What is being asked: Restate the material verbatim, every line included.

Provided records:
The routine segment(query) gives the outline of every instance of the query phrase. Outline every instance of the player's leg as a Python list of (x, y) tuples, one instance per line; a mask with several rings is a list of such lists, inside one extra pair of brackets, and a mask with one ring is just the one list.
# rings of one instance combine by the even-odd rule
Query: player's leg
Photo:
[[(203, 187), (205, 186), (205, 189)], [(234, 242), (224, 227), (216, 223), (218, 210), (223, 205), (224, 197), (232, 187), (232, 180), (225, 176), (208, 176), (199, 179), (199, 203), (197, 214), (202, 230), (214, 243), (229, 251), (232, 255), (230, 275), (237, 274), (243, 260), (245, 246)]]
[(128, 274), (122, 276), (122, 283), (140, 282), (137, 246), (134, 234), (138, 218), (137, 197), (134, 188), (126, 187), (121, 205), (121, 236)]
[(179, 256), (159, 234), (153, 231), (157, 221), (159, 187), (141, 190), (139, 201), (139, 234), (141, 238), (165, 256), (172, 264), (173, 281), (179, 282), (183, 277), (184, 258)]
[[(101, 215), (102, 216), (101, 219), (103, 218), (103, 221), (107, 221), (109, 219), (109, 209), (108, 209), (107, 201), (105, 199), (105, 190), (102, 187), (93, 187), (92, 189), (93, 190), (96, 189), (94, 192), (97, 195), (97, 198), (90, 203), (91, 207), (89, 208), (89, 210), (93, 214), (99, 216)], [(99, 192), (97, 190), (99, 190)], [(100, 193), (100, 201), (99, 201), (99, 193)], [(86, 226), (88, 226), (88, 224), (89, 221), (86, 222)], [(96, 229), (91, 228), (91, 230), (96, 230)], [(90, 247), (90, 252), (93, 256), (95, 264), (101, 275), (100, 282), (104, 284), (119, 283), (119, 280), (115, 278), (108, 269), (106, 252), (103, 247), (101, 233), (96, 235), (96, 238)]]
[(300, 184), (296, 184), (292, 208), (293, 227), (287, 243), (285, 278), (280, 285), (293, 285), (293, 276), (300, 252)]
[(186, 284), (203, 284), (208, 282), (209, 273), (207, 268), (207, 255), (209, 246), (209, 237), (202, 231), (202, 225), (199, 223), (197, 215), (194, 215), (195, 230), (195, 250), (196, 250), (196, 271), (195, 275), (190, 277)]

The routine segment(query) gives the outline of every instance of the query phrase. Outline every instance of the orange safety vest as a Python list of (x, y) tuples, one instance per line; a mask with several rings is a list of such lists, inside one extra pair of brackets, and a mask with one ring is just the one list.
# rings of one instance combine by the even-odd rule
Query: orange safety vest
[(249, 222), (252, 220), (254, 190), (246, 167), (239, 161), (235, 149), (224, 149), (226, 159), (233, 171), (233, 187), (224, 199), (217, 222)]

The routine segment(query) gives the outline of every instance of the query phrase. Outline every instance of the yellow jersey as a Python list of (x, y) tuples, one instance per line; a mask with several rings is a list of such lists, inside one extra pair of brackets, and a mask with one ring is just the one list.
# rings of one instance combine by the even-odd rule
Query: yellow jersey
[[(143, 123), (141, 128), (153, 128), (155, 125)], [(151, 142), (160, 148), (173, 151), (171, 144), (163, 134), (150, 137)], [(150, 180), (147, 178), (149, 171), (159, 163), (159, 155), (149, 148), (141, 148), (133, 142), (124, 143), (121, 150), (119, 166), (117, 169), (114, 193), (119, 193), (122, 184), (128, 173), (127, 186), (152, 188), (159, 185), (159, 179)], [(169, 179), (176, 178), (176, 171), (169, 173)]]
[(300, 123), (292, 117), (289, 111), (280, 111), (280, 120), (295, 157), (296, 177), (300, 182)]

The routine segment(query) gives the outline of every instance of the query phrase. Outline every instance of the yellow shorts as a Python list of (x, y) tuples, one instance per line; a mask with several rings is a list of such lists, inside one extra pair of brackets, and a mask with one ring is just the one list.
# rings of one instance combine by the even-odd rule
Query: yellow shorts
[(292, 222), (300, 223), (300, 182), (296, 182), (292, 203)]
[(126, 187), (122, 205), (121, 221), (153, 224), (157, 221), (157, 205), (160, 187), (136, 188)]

Solution to this problem:
The routine segment(query) gives the outline of every instance of the query phrase. Outline every instance of the player's leg as a Python list of (x, y) tuples, one instance per line; a mask with several rings is a list of such lists, inside one extra pair of brackets, and a mask with one ring is just the one list.
# rings of one instance combine by the even-odd rule
Query: player's leg
Photo:
[[(203, 187), (205, 186), (205, 189)], [(234, 242), (224, 227), (216, 223), (218, 210), (223, 205), (224, 197), (232, 187), (232, 180), (225, 176), (208, 176), (199, 179), (199, 203), (197, 214), (202, 230), (214, 243), (229, 251), (232, 255), (230, 275), (237, 274), (243, 260), (245, 246)]]
[(128, 274), (122, 276), (122, 283), (140, 282), (137, 246), (134, 234), (138, 218), (137, 197), (134, 188), (126, 187), (121, 205), (121, 236)]
[(179, 256), (159, 234), (153, 231), (157, 221), (159, 187), (141, 190), (139, 201), (139, 234), (141, 238), (165, 256), (172, 264), (173, 281), (179, 282), (183, 277), (184, 258)]
[[(101, 215), (102, 216), (101, 219), (103, 218), (103, 221), (107, 221), (109, 219), (109, 209), (108, 209), (107, 201), (105, 199), (105, 190), (102, 187), (93, 187), (92, 189), (93, 190), (96, 189), (94, 192), (97, 195), (97, 198), (90, 203), (91, 207), (89, 208), (89, 210), (93, 214), (99, 216)], [(99, 192), (97, 190), (99, 190)], [(100, 193), (100, 201), (99, 201), (99, 193)], [(86, 226), (88, 226), (88, 224), (89, 221), (86, 222)], [(96, 229), (91, 228), (91, 230), (96, 230)], [(90, 247), (90, 252), (93, 256), (95, 264), (101, 275), (100, 282), (104, 284), (119, 283), (119, 280), (115, 278), (108, 269), (106, 252), (103, 247), (101, 233), (96, 235), (96, 238)]]
[(300, 184), (296, 184), (292, 208), (293, 227), (287, 243), (285, 278), (280, 285), (293, 285), (293, 276), (300, 252)]
[(186, 284), (203, 284), (208, 282), (209, 273), (207, 268), (207, 255), (209, 246), (209, 237), (202, 231), (202, 225), (199, 223), (197, 215), (194, 215), (195, 230), (195, 250), (196, 250), (196, 271), (195, 275), (190, 277)]

The routine segment(query) gives the outline of every instance of the query phrase. Outline every instance of the orange safety vest as a Python list of (x, y) tuples, one instance per line; a mask with several rings is a list of such lists, inside one extra pair of brackets, and a mask with one ring is just the one list.
# rings of one instance combine by the even-odd rule
Query: orange safety vest
[(249, 222), (252, 220), (254, 190), (246, 167), (239, 161), (235, 149), (224, 149), (226, 159), (233, 171), (233, 187), (224, 199), (217, 222)]

The routine segment(query) gives the outline of every instance of the query phrase. Outline every instance of the yellow jersey as a Python list of (x, y) tuples, one instance per line; a mask with several rings is a list of such lists, inside one extra pair of brackets, and a mask with one ring is just the one list.
# rings of one instance combine by the even-odd rule
Query: yellow jersey
[[(143, 123), (141, 128), (153, 128), (155, 125)], [(151, 142), (160, 148), (173, 151), (171, 144), (163, 134), (150, 137)], [(150, 180), (147, 178), (149, 171), (159, 163), (159, 155), (149, 148), (141, 148), (133, 142), (124, 143), (121, 150), (119, 166), (117, 169), (114, 193), (119, 193), (122, 184), (128, 173), (127, 186), (152, 188), (159, 185), (159, 179)], [(169, 179), (176, 178), (176, 171), (169, 173)]]
[(300, 123), (292, 117), (289, 111), (280, 111), (280, 120), (295, 157), (296, 177), (300, 182)]

The routine segment(query) gives the outline of every instance of the query phrase. Outline every instance of the yellow shorts as a Python list of (x, y) tuples, one instance per line; a mask with several rings is a list of such lists, inside one extra pair of brackets, and a mask with one ring is just the one list.
# rings of one instance combine by the even-odd rule
Query: yellow shorts
[(292, 222), (300, 223), (300, 182), (296, 182), (292, 203)]
[(126, 187), (122, 205), (121, 221), (153, 224), (157, 221), (157, 205), (160, 187), (136, 188)]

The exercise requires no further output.